**Goals:**
A) Rewrite the records, substituting "green leaf" for "hairy stem" and leaving everything else unchanged.
B) Pick up the passage on Ukrainian emigration and Galicia's towns after its last sentence, and carry it forward.

**Text section:**
******
Being an agrarian, sedentary people, the Ukrainian peasants felt an extremely powerful attachment to their native soil and only the most pressing conditions would force them to leave it. By the late 19th century, it was clear that such conditions were at hand and many peasants were confronted with the heartrending necessity of emigrating. Like their brethren in Russian-ruled Ukraine, the West Ukrainians would have to go halfway around the world in search of more promising opportunities. However, unlike the East Ukrainians who migrated eastward to the shores of the Pacific, the West Ukrainians moved westward across the Atlantic to Brazil, Canada, and, most often, to the United States. Towns and commerce

Only about 10% of Galicia’s inhabitants lived in towns and cities. As might be expected, the percentage of Ukrainians in urban centers was quite small: in 1900 over 75% of the province’s urban dwellers spoke Polish; only 14% used Ukrainian and the rest communicated in German.

Even in Eastern Galicia, Ukrainians formed only 25–30% of the urban population, about the same percentage as Poles. The Jews, however, constituted between 40% and 45% of the town dwellers in the eastern part of the province; in some towns, such as Brody, more than 70% of the population was Jewish. Population growth in the cities was uneven. While the populace of Lviv, the cultural, administrative, and economic center of Eastern Galicia, rose from 70,000 in 1857 to over 200,000 in 1910, most cities and towns experienced much slower growth.
******
**Provided data:**
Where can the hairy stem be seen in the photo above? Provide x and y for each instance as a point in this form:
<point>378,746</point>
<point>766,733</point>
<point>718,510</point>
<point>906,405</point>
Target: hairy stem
******
**Results of the tasks:**
A)
Where can the green leaf be seen in the photo above? Provide x and y for each instance as a point in this form:
<point>378,746</point>
<point>766,733</point>
<point>718,510</point>
<point>906,405</point>
Target: green leaf

B)
As everywhere, the main economic function of cities and towns was trade and commerce. And to speak of trade in the West Ukrainian lands is to speak of the Jews because they completely dominated this sector of the economy. It was the Jews who acted as the middlemen between the village and the town. Jewish peddlers brought modern products (such as matches and kerosene) to isolated villages and Jewish merchants bought up peasant crops for sale in the towns. In the towns themselves, almost all the shops and stalls in which a peasant could buy finished products, such as cloth, boots, or iron pots (which were produced by Jewish artisans), were owned by Jews. If the peasant lacked cash to buy these products, the Jewish merchant would offer credit. In short, it was the Jews who pulled the peasantry into the money economy centered in the towns.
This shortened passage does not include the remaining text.